SOURCE INFORMATION |
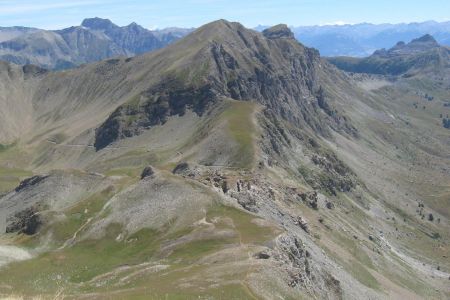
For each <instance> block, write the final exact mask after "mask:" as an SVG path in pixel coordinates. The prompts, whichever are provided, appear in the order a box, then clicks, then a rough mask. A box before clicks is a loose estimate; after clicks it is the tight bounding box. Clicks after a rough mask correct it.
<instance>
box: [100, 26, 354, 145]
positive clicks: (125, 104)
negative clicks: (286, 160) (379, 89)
mask: <svg viewBox="0 0 450 300" xmlns="http://www.w3.org/2000/svg"><path fill="white" fill-rule="evenodd" d="M200 39H201V40H203V41H206V42H205V43H204V45H202V47H201V48H198V49H195V51H196V52H195V54H193V59H192V60H190V61H188V62H184V63H183V67H182V68H177V69H176V70H175V71H172V72H170V74H169V75H167V76H164V77H162V78H161V80H160V81H159V82H158V83H157V84H155V85H153V86H151V87H150V88H149V89H148V90H146V91H145V92H142V93H141V94H139V95H138V96H137V97H136V98H134V99H132V100H131V101H130V102H128V103H126V104H125V105H123V106H121V107H119V108H118V109H117V110H116V111H115V112H114V113H113V114H111V115H110V117H109V118H108V119H107V120H106V121H105V123H103V124H102V125H101V126H100V127H99V128H98V129H97V132H96V143H95V145H96V148H97V149H101V148H103V147H105V146H107V145H109V144H110V143H112V142H114V141H115V140H117V139H120V138H125V137H130V136H133V135H136V134H139V133H140V132H141V131H142V130H144V129H145V128H148V127H150V126H154V125H157V124H162V123H164V122H165V120H166V119H167V117H168V116H171V115H177V114H178V115H179V114H183V113H184V111H185V109H193V110H194V111H195V112H196V113H198V114H202V113H203V112H204V111H205V110H207V109H208V107H209V105H210V104H211V103H214V102H215V101H219V100H220V99H222V98H231V99H234V100H244V101H254V102H258V103H260V104H262V105H264V106H265V107H266V108H268V109H270V110H271V111H273V112H275V113H276V114H277V115H279V116H281V117H282V118H284V119H285V120H287V121H290V122H292V124H294V125H295V126H301V127H308V128H310V129H312V130H314V131H315V132H318V133H320V134H327V133H328V130H329V127H330V125H332V123H339V122H342V121H340V119H339V118H337V117H336V116H335V115H334V112H333V111H332V109H331V108H330V107H329V106H327V109H328V110H327V111H325V110H324V109H323V107H324V103H325V102H326V100H325V99H324V96H323V93H321V91H323V90H322V89H321V86H320V83H319V81H320V76H321V74H322V70H321V64H322V63H323V62H322V60H321V58H320V55H319V53H318V52H317V51H316V50H314V49H310V48H306V47H304V46H303V45H301V44H299V43H298V42H297V41H296V40H295V39H294V37H293V34H292V32H291V31H290V30H289V29H288V28H287V27H286V26H283V25H278V26H275V27H273V28H270V29H268V30H266V31H264V32H263V33H262V34H260V33H257V32H255V31H252V30H248V29H245V28H244V27H243V26H242V25H240V24H237V23H230V22H226V21H222V20H221V21H217V22H214V23H211V24H208V25H206V26H204V27H202V28H200V29H198V30H197V31H196V32H194V33H193V34H192V35H191V36H189V37H188V38H187V39H185V40H183V41H182V42H180V44H179V45H178V47H180V48H183V44H186V47H185V51H187V52H191V49H190V48H189V45H190V44H191V40H200ZM324 112H325V113H324ZM335 127H336V126H335ZM350 128H351V126H347V129H349V130H350ZM350 131H351V130H350Z"/></svg>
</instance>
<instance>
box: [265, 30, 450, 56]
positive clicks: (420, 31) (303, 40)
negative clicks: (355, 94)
mask: <svg viewBox="0 0 450 300" xmlns="http://www.w3.org/2000/svg"><path fill="white" fill-rule="evenodd" d="M261 28H263V27H258V28H257V29H261ZM291 30H292V31H293V32H294V34H295V37H296V38H297V40H299V41H300V42H302V43H303V44H305V45H306V46H309V47H314V48H316V49H318V50H319V51H320V53H321V54H322V56H356V57H358V56H359V57H363V56H368V55H371V54H372V53H373V52H374V51H376V50H377V49H381V48H391V47H392V46H394V45H395V44H396V43H397V42H398V41H410V40H412V39H415V38H418V37H420V36H423V35H425V34H431V35H433V36H434V38H435V39H436V40H437V41H438V42H439V43H440V44H442V45H450V22H441V23H439V22H435V21H428V22H422V23H408V24H406V23H402V24H379V25H375V24H369V23H361V24H355V25H326V26H302V27H293V28H291Z"/></svg>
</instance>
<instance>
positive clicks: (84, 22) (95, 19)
mask: <svg viewBox="0 0 450 300" xmlns="http://www.w3.org/2000/svg"><path fill="white" fill-rule="evenodd" d="M81 26H83V27H86V28H89V29H93V30H109V29H113V28H116V27H118V26H117V25H115V24H114V23H113V22H111V21H110V20H108V19H102V18H97V17H95V18H90V19H84V20H83V22H82V23H81Z"/></svg>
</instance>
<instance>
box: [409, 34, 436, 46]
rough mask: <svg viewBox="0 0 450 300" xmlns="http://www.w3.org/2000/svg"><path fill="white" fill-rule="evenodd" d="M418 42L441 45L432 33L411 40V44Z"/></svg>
mask: <svg viewBox="0 0 450 300" xmlns="http://www.w3.org/2000/svg"><path fill="white" fill-rule="evenodd" d="M418 43H426V44H433V45H435V46H439V44H438V42H437V41H436V40H435V39H434V37H432V36H431V35H430V34H425V35H424V36H422V37H420V38H417V39H414V40H412V41H411V42H410V44H418Z"/></svg>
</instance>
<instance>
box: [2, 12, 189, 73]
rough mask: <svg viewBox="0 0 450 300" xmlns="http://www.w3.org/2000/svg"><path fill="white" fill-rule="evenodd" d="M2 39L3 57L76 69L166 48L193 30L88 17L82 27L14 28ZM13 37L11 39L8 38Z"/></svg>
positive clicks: (60, 68) (41, 65)
mask: <svg viewBox="0 0 450 300" xmlns="http://www.w3.org/2000/svg"><path fill="white" fill-rule="evenodd" d="M1 31H2V32H5V35H4V38H3V39H1V36H0V59H3V60H7V61H9V62H13V63H16V64H22V65H23V64H35V65H39V66H41V67H44V68H48V69H67V68H73V67H76V66H78V65H80V64H83V63H89V62H95V61H100V60H102V59H106V58H110V57H119V56H134V55H137V54H141V53H144V52H148V51H153V50H156V49H160V48H163V47H165V46H167V45H168V44H170V43H172V42H174V41H176V40H178V39H180V38H181V37H183V36H184V35H186V34H187V33H189V32H190V30H184V29H182V30H180V29H177V28H172V29H167V30H163V31H150V30H147V29H145V28H143V27H142V26H139V25H137V24H135V23H134V24H133V23H132V24H130V25H128V26H123V27H120V26H117V25H115V24H114V23H112V22H111V21H110V20H107V19H101V18H90V19H85V20H84V21H83V22H82V24H81V26H74V27H70V28H66V29H62V30H54V31H46V30H38V29H36V30H34V29H29V30H20V31H19V30H13V31H12V30H10V31H11V32H10V33H8V34H6V30H5V29H2V30H1ZM8 37H9V38H8Z"/></svg>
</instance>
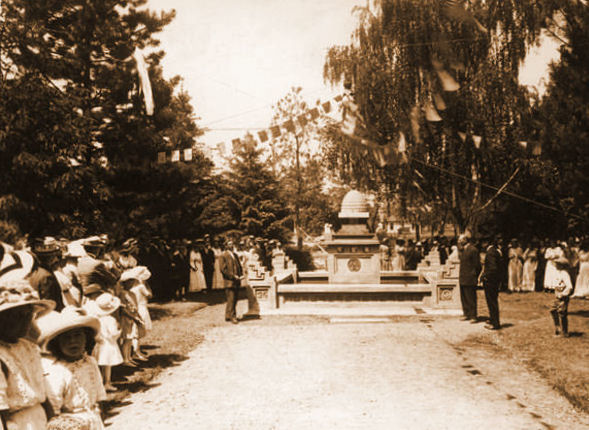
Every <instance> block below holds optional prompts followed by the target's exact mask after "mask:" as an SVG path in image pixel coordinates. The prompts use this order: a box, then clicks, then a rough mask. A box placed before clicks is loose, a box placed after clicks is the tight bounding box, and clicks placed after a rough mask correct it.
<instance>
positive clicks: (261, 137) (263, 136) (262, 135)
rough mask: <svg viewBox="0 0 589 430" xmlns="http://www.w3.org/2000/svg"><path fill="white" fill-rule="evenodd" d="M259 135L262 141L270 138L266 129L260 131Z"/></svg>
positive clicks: (260, 139) (259, 132)
mask: <svg viewBox="0 0 589 430" xmlns="http://www.w3.org/2000/svg"><path fill="white" fill-rule="evenodd" d="M258 137H259V138H260V142H262V143H264V142H265V141H267V140H268V132H267V131H266V130H261V131H258Z"/></svg>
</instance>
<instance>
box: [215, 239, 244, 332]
mask: <svg viewBox="0 0 589 430" xmlns="http://www.w3.org/2000/svg"><path fill="white" fill-rule="evenodd" d="M221 246H222V248H223V253H222V254H221V256H220V260H219V266H220V268H221V273H222V274H223V283H224V286H225V296H226V298H227V304H226V305H225V321H231V322H232V323H233V324H237V323H238V320H237V313H236V311H235V307H236V305H237V295H238V294H239V287H240V285H241V280H242V278H243V268H242V267H241V263H240V262H239V257H238V256H237V254H235V252H233V251H232V249H233V242H232V241H230V240H229V241H227V243H225V244H221Z"/></svg>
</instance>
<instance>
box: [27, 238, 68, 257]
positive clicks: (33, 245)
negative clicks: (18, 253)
mask: <svg viewBox="0 0 589 430" xmlns="http://www.w3.org/2000/svg"><path fill="white" fill-rule="evenodd" d="M33 252H34V253H35V254H36V255H38V256H45V255H53V254H60V253H61V247H60V246H59V242H58V241H57V240H56V239H55V238H54V237H50V236H47V237H44V238H40V239H35V241H34V242H33Z"/></svg>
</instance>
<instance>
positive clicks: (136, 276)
mask: <svg viewBox="0 0 589 430" xmlns="http://www.w3.org/2000/svg"><path fill="white" fill-rule="evenodd" d="M150 277H151V272H150V271H149V269H148V268H147V267H145V266H135V267H133V268H131V269H127V270H125V271H124V272H123V273H122V274H121V278H120V281H121V282H125V281H128V280H130V279H137V280H138V281H141V282H143V281H147V280H148V279H149V278H150Z"/></svg>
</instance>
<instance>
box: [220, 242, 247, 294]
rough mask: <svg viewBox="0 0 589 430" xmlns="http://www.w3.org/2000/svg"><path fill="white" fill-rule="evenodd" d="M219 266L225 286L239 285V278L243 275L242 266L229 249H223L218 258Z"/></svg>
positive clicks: (231, 251)
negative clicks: (223, 250)
mask: <svg viewBox="0 0 589 430" xmlns="http://www.w3.org/2000/svg"><path fill="white" fill-rule="evenodd" d="M219 267H220V269H221V273H222V274H223V283H224V284H225V288H231V287H239V285H240V279H239V278H240V277H241V275H243V268H242V267H241V263H240V261H239V257H238V256H237V254H235V253H234V252H233V251H229V250H225V251H223V253H222V254H221V257H220V260H219Z"/></svg>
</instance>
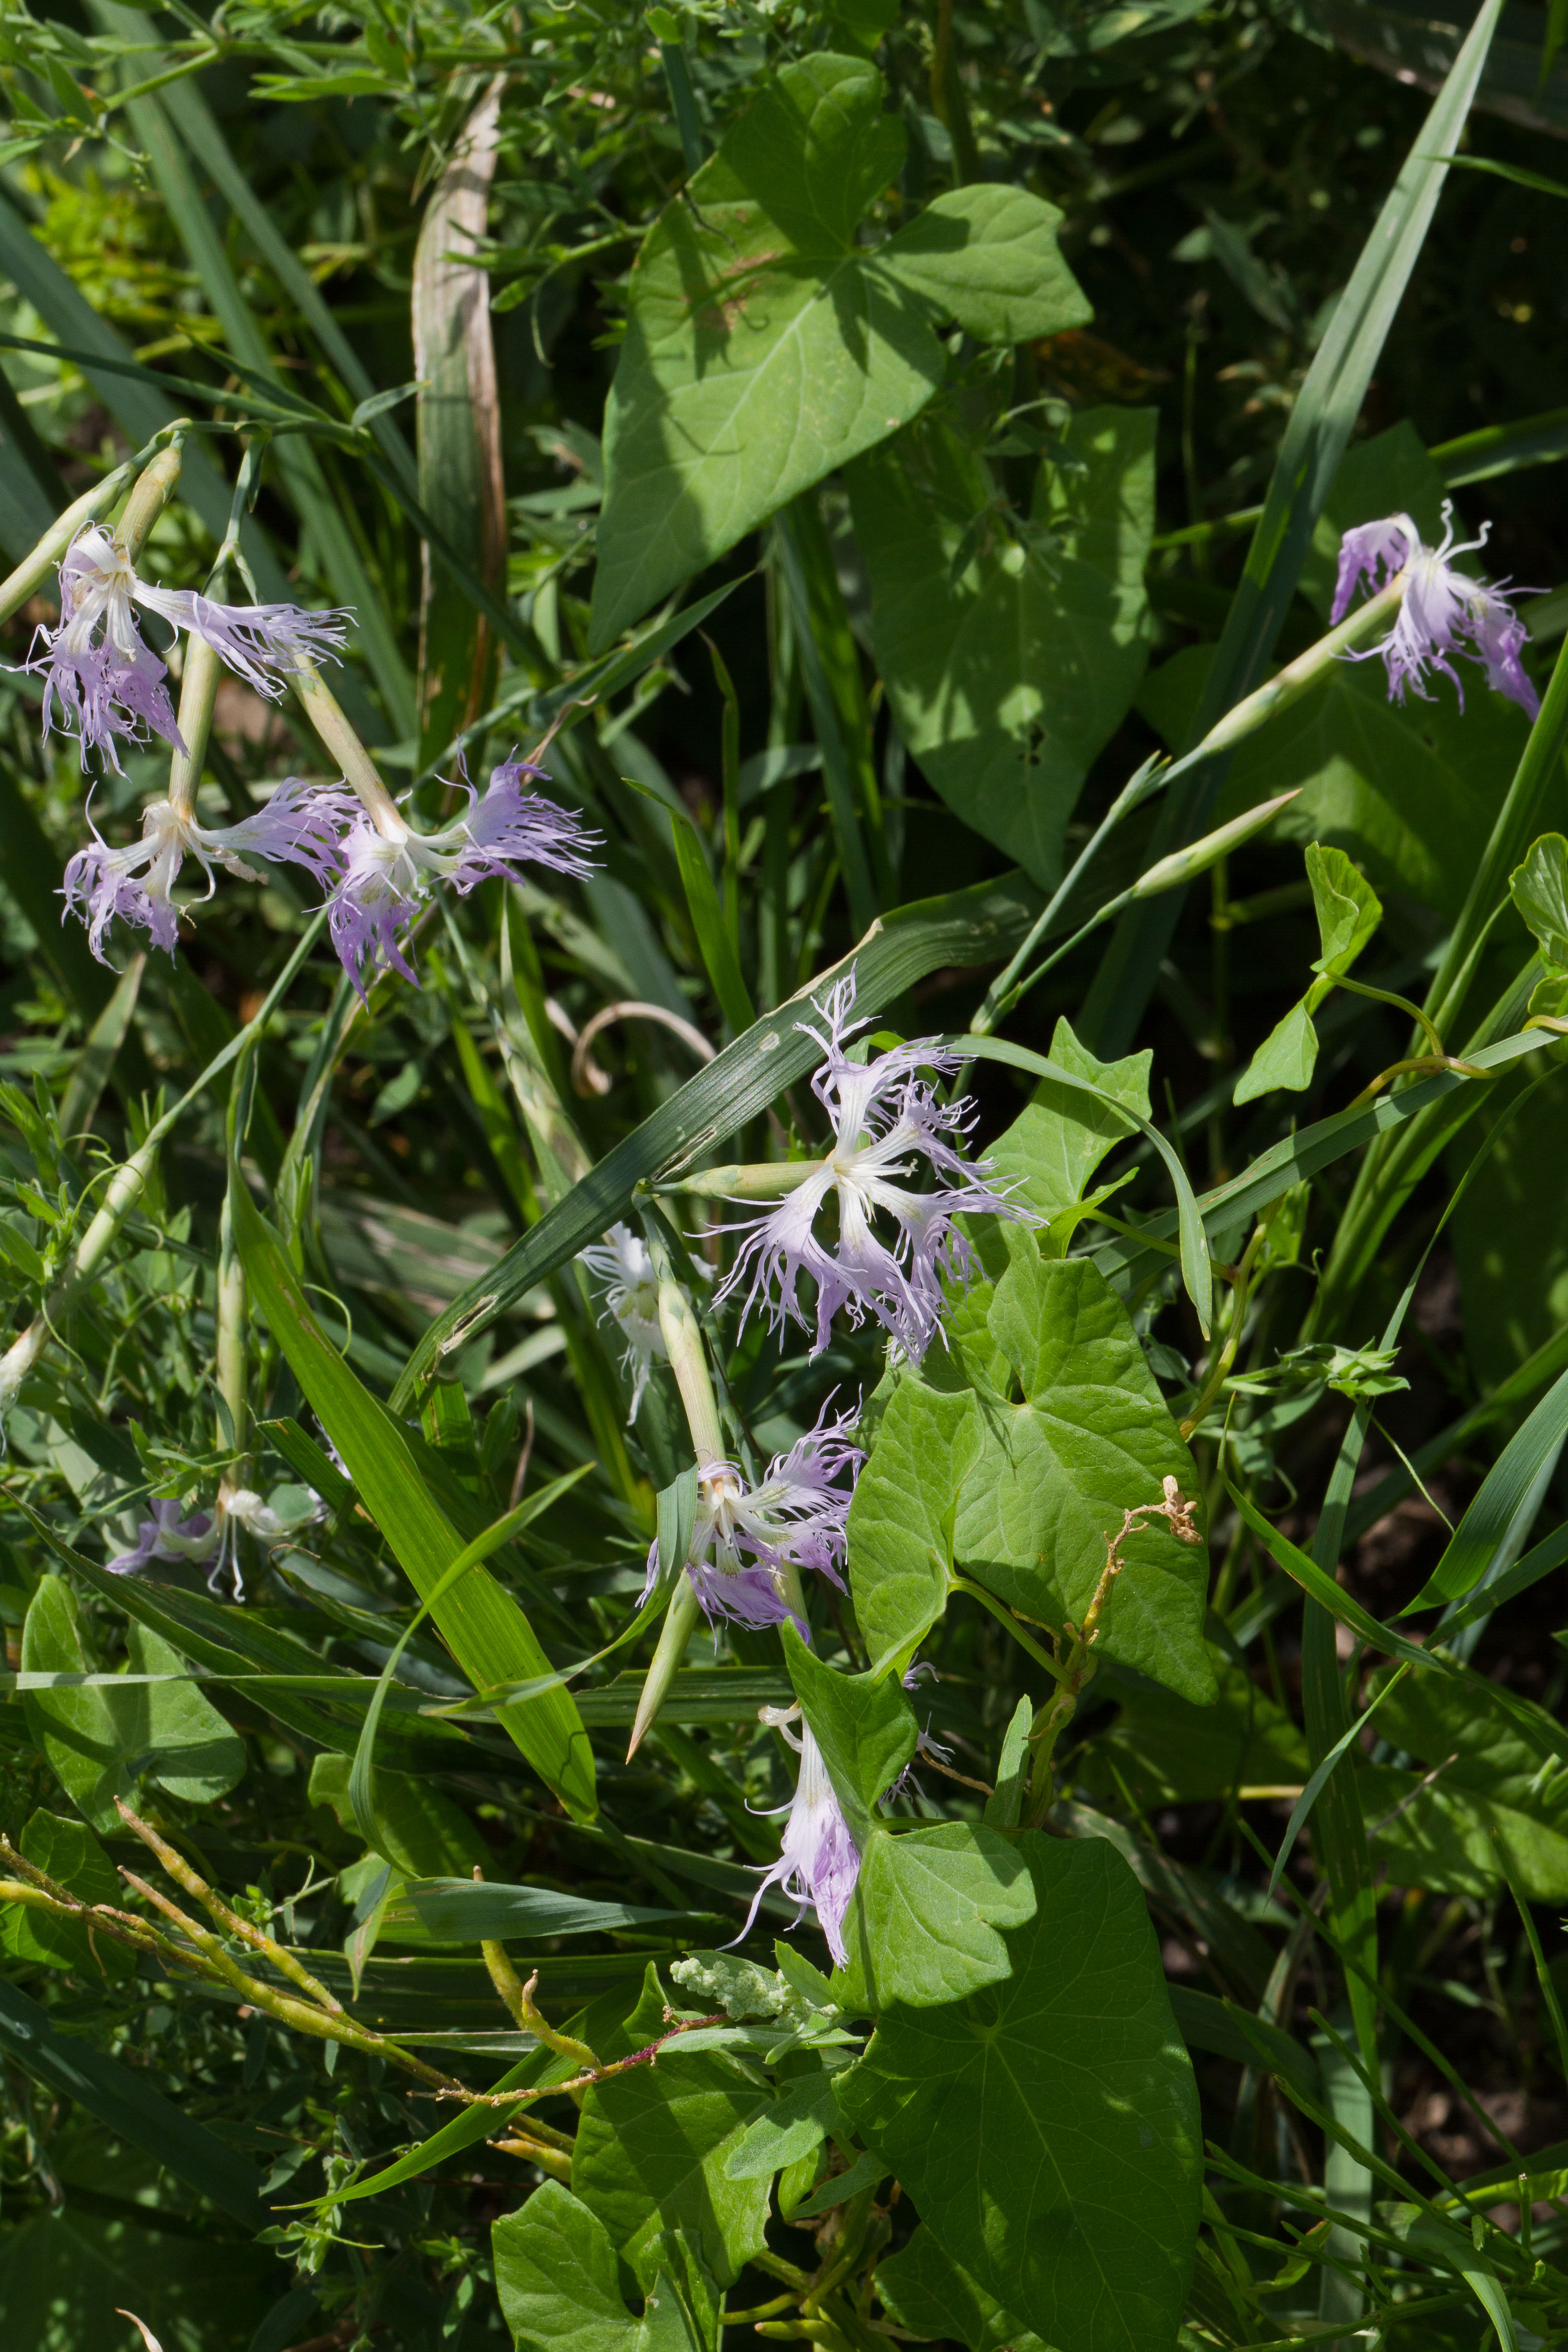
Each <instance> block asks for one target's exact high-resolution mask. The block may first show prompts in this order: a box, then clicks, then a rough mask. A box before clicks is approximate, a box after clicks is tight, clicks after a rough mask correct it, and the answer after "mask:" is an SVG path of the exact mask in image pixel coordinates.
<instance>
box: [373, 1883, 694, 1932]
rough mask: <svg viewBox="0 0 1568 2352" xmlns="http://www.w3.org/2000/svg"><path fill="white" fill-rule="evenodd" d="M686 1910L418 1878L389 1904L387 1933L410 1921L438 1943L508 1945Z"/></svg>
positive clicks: (622, 1929) (600, 1927)
mask: <svg viewBox="0 0 1568 2352" xmlns="http://www.w3.org/2000/svg"><path fill="white" fill-rule="evenodd" d="M684 1917H686V1912H672V1910H646V1907H642V1905H637V1903H592V1900H588V1898H585V1896H564V1893H557V1891H555V1886H505V1884H498V1882H487V1879H421V1882H416V1884H414V1886H404V1889H402V1893H400V1898H397V1903H395V1905H388V1915H386V1926H388V1933H393V1931H395V1929H397V1924H400V1922H402V1924H414V1926H418V1929H421V1933H425V1936H433V1938H435V1940H437V1943H482V1940H494V1943H512V1940H522V1938H538V1940H543V1938H552V1936H609V1933H618V1931H628V1929H630V1931H637V1933H642V1931H646V1929H656V1926H661V1924H663V1922H668V1919H684Z"/></svg>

REQUIRED WORK |
Retype the data from its beginning through the line containing "negative clicks: (286, 160) (379, 89)", keeping both ends and leaving out the pictures.

YOUR SOLUTION |
For each <instance> block, write the final exact mask after "mask:" as an SVG path in pixel coordinates. The prompts, whichever are provided, appear in the order a box, then clicks, then a rough mask. A box before clicks is a loose estimate; after clicks it is the tight bounding box. Clicks after a rough mask correct it.
<instance>
box: [100, 26, 354, 145]
positive clicks: (125, 104)
negative clicks: (286, 160) (379, 89)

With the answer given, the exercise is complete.